Brief 1: Gather every line in the listing below that contains the string "green", copying each one in full.

Selection:
Persons not accustomed to examine the motives of their actions, to reckon up the countless nails that rivet the chain of habit, or, perhaps being bound by none so obdurate as those I have confessed, may recoil from this as from an overcharged picture. But what is it short of such a bondage, which in spite of protesting friends, a weeping wife, and a reprobating world, chains down many a poor fellow, of no original indisposition to goodness, to his pipe and his pot?

I have seen a print after Corregio, in which three female figures are ministering to a man, who sits bound fast at the root of a tree. Sensuality is soothing him, Evil Habit is nailing him to a branch, and Repugnance at the same instant of time is applying a snake to his side. In his face are feeble delight, the recollection of past rather than the perception of present pleasures, languid enjoyment of evil, with utter imbecility to good, a Sybaric effeminacy, a submission to bondage, the springs of the will gone down like a broken clock, the sin and the suffering coinstantaneous, or the latter forerunning the former, remorse preceding action,-all this represented in one point of time. When I saw this, I admired the wonderful skill of the painter. But when I went away, I wept, because I thought of my own condition.

Of that there is no hope that it should ever change. The waters have gone over me. But out of the black depths, could I be heard, I would cry out to all those

who have but set a foot in the perilous flood. Could the youth, to whom the flavour of his first wine is delicious as the opening scenes of life, or the entering upon some newly-discovered paradise, look into my desolation, and be made to understand what a dreary thing it is when a man shall feel himself going down a precipice with open eyes and a passive will-to see his destruction, and have no power to stop it, and yet feel it all the way emanating from himself; to feel all the goodness emptied out of him, and yet not be able to forget a time when it was otherwise; to bear about the piteous spectacle of his own self-ruins-could he see my fevered eye, feverish with last night's drinking, feverishly looking for this night's repetition of the folly; could be feel the body of the death out of which I cry hourly with feebler and feebler outcry to be delivered-it were enough to make him dash the sparkling beverage to the earth in all the pride of its mantling temptation; to make him clasp his teeth,

-and not undo 'em,

To suffer wet damnation to run through 'em.

Yea, but (methinks I hear somebody object), if sobriety be that fine thing you would have us to understand; if the comforts of a cool brain are to be preferred to that state of heated excitement which you describe and deplore; what hinders, in your own instance, that you do not return to those habits from which you would induce others never to swerve? If the blessing be worth preserving, is it not worth recovering?

Record list:
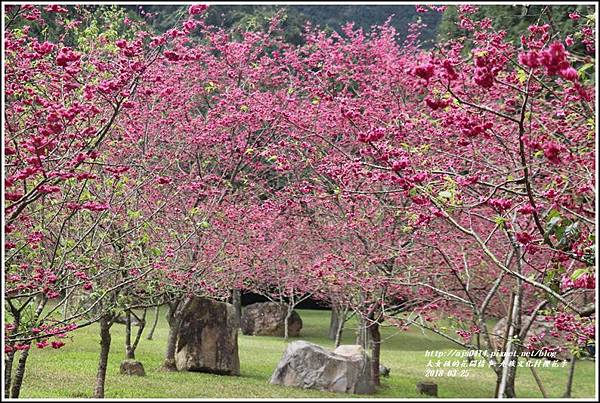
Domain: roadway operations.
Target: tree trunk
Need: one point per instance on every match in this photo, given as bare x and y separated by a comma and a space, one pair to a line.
129, 352
340, 329
8, 360
174, 318
105, 324
236, 301
141, 326
286, 323
19, 374
169, 363
334, 322
509, 365
570, 378
362, 334
156, 313
375, 352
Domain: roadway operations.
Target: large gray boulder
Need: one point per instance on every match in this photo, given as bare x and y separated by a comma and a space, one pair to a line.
207, 338
268, 319
542, 330
306, 365
131, 367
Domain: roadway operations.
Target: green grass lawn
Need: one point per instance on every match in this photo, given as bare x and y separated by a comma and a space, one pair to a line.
70, 372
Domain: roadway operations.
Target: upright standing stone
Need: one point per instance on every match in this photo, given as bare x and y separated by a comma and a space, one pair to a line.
309, 366
268, 319
207, 339
427, 388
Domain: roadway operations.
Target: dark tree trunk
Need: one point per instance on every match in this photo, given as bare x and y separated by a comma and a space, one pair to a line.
17, 381
105, 324
169, 363
570, 378
334, 322
8, 360
138, 336
176, 309
338, 334
362, 335
375, 352
286, 324
129, 351
236, 300
156, 313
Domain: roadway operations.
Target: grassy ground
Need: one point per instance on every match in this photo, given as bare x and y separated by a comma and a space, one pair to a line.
70, 372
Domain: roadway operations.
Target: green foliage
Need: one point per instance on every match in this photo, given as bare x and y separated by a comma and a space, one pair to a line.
515, 19
71, 372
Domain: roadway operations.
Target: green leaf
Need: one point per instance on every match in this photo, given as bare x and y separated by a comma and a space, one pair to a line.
445, 194
578, 273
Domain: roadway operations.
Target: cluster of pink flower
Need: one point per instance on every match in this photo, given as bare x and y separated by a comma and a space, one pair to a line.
554, 59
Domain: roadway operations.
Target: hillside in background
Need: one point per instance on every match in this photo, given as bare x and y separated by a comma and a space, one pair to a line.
251, 17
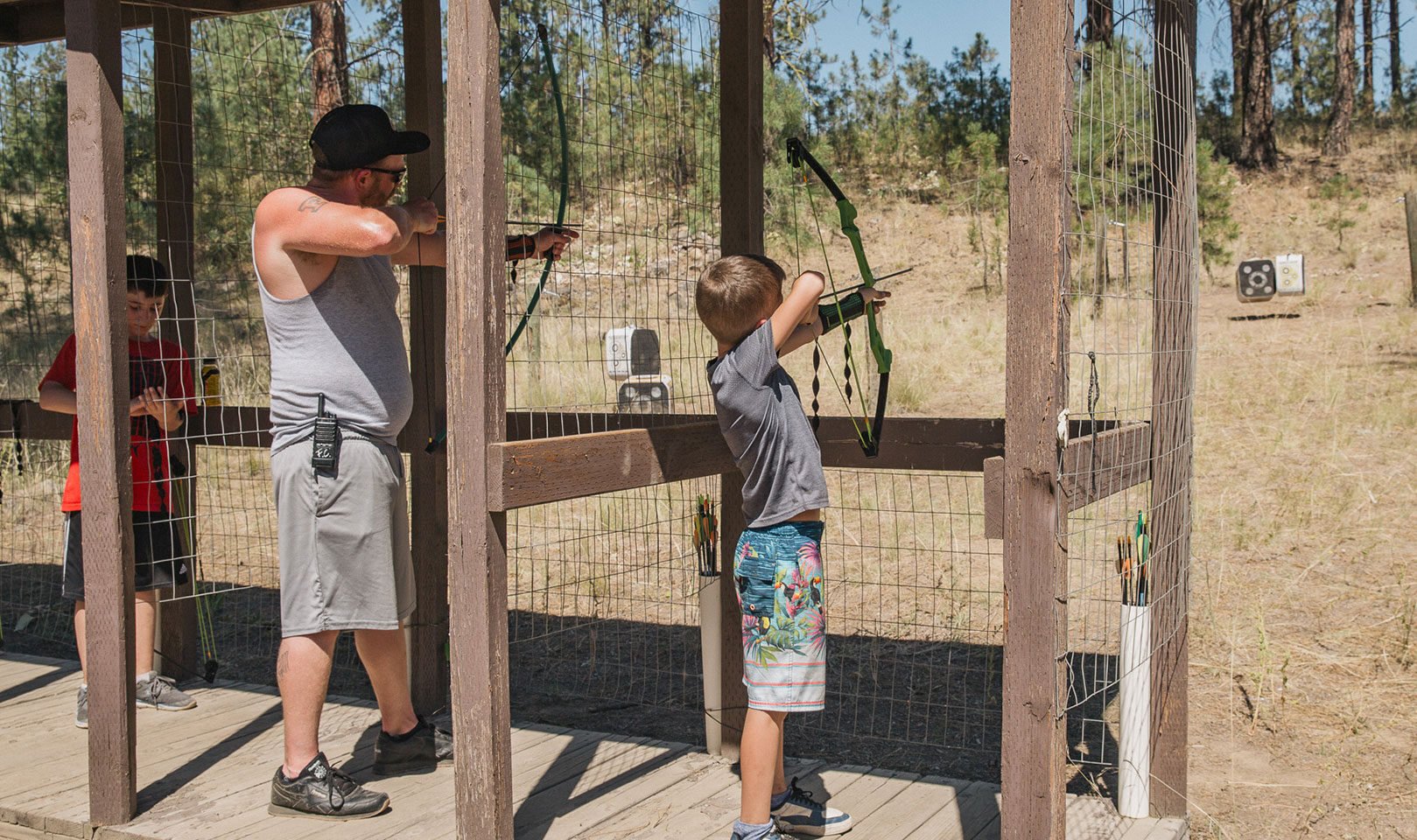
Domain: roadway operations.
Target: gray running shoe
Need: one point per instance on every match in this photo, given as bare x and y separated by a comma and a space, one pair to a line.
322, 792
803, 815
162, 693
418, 751
773, 835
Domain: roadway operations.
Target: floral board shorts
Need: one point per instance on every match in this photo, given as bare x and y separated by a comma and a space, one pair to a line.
778, 574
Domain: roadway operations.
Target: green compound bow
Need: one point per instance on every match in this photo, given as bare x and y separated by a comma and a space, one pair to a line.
544, 37
867, 430
565, 185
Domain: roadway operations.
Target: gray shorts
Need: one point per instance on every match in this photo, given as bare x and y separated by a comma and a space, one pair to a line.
345, 554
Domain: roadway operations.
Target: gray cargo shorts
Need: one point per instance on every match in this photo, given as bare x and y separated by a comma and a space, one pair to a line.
343, 538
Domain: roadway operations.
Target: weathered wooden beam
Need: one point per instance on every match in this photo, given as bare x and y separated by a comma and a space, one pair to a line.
30, 423
740, 190
542, 471
176, 248
1174, 379
476, 414
1035, 564
33, 22
1123, 460
537, 472
427, 357
95, 148
732, 706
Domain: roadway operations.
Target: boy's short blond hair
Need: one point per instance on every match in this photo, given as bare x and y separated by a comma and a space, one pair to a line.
736, 292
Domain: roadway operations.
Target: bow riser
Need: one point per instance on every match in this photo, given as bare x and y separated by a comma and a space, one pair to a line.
799, 156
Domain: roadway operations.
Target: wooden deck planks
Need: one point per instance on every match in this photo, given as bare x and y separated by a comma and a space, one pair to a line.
971, 815
565, 810
206, 774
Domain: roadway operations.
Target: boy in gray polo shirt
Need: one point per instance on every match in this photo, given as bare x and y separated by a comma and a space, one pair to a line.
778, 560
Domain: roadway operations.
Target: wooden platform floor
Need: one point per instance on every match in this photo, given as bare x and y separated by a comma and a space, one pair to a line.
206, 774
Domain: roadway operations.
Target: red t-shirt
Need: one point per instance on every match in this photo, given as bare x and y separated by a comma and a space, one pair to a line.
151, 364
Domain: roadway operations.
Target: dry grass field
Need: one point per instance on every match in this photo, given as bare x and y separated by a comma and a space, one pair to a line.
1302, 657
1302, 682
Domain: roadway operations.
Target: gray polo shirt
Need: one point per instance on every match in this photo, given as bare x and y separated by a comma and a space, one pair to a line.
760, 414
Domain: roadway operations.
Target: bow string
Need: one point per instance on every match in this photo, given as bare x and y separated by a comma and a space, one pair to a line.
565, 185
870, 424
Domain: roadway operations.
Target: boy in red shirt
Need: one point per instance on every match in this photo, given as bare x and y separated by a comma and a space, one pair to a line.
160, 393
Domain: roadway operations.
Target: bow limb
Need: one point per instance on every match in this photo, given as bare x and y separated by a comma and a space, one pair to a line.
565, 183
798, 155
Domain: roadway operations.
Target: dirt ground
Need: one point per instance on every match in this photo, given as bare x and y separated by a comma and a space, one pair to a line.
1302, 679
1302, 721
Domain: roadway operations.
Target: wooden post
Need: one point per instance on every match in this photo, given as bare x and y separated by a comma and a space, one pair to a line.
427, 336
1174, 379
740, 125
476, 407
94, 64
730, 707
740, 186
1410, 201
1035, 563
176, 221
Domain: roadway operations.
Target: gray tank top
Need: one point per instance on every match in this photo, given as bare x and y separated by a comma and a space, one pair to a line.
343, 340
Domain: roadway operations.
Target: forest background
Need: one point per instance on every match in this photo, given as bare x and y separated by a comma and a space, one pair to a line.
1302, 723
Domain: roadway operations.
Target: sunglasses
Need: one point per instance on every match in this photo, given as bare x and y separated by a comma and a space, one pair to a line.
394, 173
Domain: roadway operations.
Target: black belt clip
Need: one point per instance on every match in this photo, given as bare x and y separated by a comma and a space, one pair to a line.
325, 453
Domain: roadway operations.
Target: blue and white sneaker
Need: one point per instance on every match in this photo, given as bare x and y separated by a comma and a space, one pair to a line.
801, 814
773, 835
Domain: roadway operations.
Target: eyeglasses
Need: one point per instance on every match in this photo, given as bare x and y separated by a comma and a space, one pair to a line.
394, 173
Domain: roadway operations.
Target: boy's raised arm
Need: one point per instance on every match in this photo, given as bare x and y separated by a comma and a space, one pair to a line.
798, 309
55, 397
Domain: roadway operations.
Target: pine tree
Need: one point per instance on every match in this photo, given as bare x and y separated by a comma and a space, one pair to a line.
1345, 73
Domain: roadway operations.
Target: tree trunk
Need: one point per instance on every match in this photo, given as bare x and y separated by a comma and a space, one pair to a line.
329, 57
1368, 59
1297, 88
1345, 75
1250, 29
1098, 23
1394, 55
1238, 36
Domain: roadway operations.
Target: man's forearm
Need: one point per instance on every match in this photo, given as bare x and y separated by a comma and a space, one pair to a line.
59, 400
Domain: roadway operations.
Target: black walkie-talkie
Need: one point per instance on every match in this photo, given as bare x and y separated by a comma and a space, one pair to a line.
325, 453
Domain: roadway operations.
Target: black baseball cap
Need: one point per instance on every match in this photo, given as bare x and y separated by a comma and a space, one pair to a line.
357, 135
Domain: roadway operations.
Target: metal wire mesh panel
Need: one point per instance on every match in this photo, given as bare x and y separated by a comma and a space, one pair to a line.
251, 114
1130, 293
915, 606
609, 128
36, 301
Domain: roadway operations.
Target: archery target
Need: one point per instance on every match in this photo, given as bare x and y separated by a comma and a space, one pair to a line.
1256, 281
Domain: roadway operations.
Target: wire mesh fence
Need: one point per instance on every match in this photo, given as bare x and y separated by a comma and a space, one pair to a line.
611, 130
1128, 135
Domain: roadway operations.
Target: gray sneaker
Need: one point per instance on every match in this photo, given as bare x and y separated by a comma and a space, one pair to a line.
773, 835
323, 794
162, 693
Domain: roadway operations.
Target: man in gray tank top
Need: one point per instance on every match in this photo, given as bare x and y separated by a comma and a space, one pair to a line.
340, 393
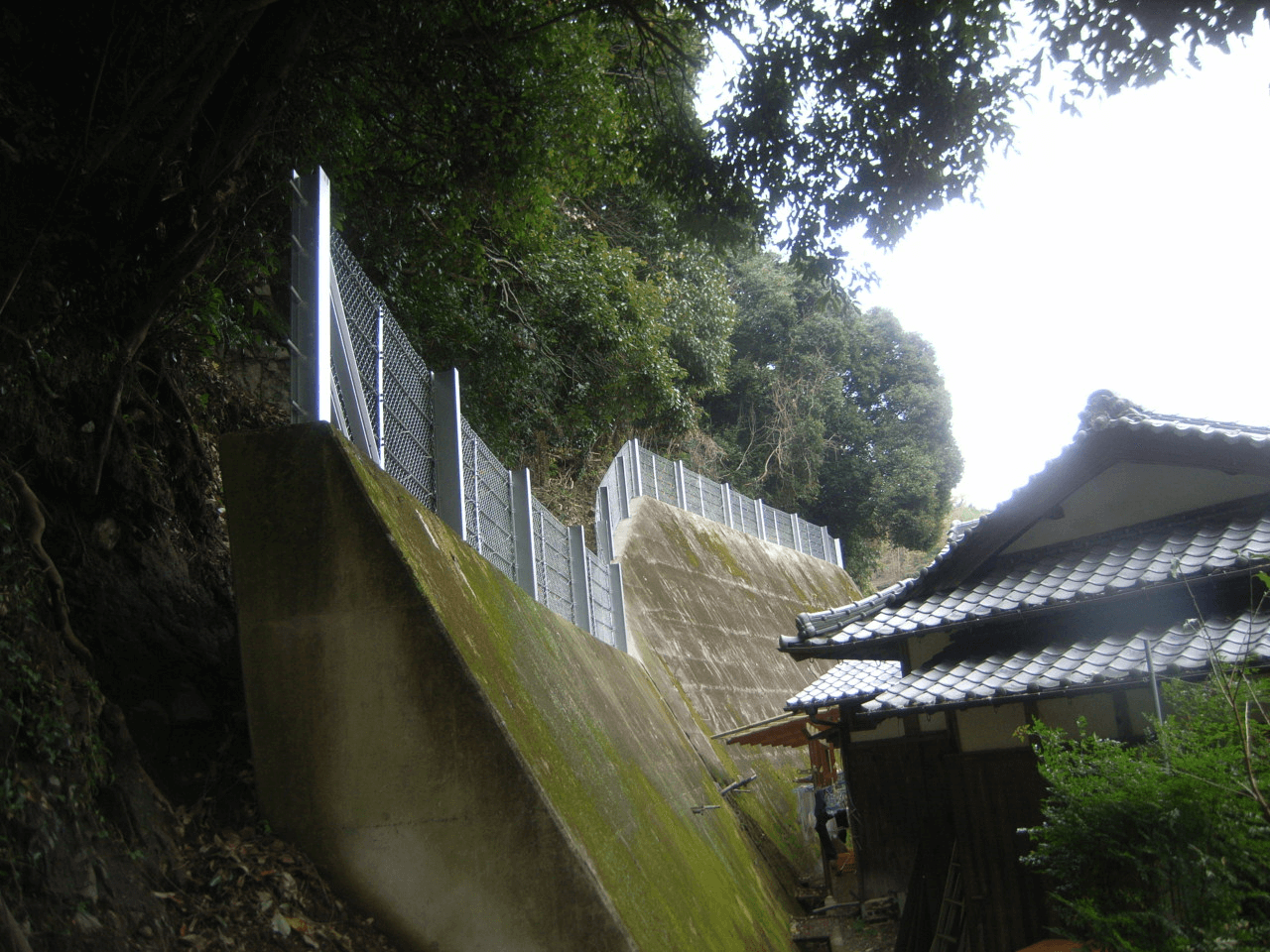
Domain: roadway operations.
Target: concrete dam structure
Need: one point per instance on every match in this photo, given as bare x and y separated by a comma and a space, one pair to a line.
476, 772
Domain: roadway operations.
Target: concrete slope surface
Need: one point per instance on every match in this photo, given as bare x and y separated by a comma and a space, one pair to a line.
476, 772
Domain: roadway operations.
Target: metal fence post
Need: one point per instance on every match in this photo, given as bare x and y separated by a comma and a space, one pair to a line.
379, 385
639, 468
448, 451
522, 532
615, 587
310, 298
624, 493
604, 527
580, 578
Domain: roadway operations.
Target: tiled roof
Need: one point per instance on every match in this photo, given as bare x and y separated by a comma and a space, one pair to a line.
934, 606
1105, 411
848, 680
959, 678
1128, 558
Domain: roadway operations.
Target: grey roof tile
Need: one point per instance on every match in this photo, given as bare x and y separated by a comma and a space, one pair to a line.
847, 682
964, 674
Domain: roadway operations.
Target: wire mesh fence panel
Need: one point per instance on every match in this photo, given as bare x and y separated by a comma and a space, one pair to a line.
743, 513
813, 539
771, 526
693, 493
711, 499
648, 474
601, 599
552, 553
363, 307
408, 414
786, 522
489, 504
665, 475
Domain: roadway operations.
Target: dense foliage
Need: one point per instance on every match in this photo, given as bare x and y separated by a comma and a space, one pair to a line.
529, 182
833, 413
1166, 844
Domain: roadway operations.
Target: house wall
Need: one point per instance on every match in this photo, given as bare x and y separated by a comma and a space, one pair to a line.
992, 796
899, 798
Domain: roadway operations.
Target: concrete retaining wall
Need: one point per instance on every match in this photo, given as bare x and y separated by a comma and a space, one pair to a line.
703, 608
476, 772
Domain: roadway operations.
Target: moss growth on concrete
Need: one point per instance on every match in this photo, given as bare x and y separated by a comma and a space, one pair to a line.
712, 542
599, 744
680, 540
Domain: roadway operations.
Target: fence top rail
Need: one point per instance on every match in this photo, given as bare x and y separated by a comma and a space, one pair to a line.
635, 467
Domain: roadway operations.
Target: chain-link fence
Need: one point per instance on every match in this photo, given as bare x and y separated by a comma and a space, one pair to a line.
382, 395
636, 471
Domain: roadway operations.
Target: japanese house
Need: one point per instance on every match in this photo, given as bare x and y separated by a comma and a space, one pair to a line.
1137, 548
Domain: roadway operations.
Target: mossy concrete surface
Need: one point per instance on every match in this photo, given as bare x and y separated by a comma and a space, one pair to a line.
711, 603
475, 771
705, 606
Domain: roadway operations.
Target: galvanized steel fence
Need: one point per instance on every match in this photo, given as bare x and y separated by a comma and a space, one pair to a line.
636, 471
352, 366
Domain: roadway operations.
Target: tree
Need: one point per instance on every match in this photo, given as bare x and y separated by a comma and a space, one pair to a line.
837, 414
876, 112
1165, 844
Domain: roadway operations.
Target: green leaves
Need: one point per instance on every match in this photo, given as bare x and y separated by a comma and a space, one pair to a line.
1159, 846
835, 414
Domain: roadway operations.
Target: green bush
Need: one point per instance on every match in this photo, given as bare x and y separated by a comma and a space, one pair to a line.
1165, 844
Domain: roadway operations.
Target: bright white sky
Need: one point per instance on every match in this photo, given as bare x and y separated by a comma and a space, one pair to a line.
1127, 249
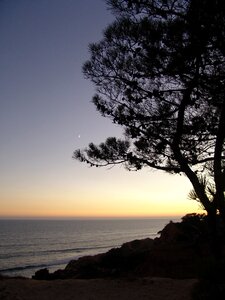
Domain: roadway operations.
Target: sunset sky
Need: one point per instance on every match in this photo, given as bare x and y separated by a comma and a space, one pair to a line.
46, 113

Brief 2: Supply the next part of the confession about being chained to drink, picking up right after its final sentence.

Result 1:
Target: green grass lawn
Target: green foliage
Target: green leaf
Target: green compound bow
Target: green leaves
Target: green bush

Result 2:
Recovering! Oh, if a wish could transport me back to those days of youth, when a draught from the next clear spring could slake any heats which summer suns and youthful exercise had power to stir up in the blood, how gladly would I return to thee, pure element, the drink of children, and of child-like holy hermit! In my dreams I can sometimes fancy thý cool refreshment purling over my burning tongue. But my waking stomach rejects it. That which refreshes innocence, only makes me sick and faint.

But is there no middle way betwixt total abstinence, and the excess which kills you ?—For your sake, reader, and that you may never attain to my experience, with pain I must utter that there is none, none that I can find. In my stage of habit (I speak not of habits less confirmed, for some of them I believe the advices to be most prudential), in the stage which I have reached, to stop short of that measure, which is sufficient to draw on torpor and sleep, the benumbing apoplectic sleep of the drunkard, is all one as to have taken none at all. The pain of the self-denial is equal. And what that is, I had rather the reader should believe on my credit, than know from his own trial. He will come to know it, whenever he shall arrive at that state in which, paradoxical as it may appear, reason shall only visit him through intoxication. For it is a fearful truth, that the intellectual faculties, by repeated acts of intemperance, may be driven from their orderly sphere of action, their clear day-light ministeries, until they shall be brought at last to depend for the faint manifestation of their departing energies upon the returning periods of the fatal madness to which they owe their devastation. The drinking man is never less himself than during his sober intervals. Evil is so far his good*.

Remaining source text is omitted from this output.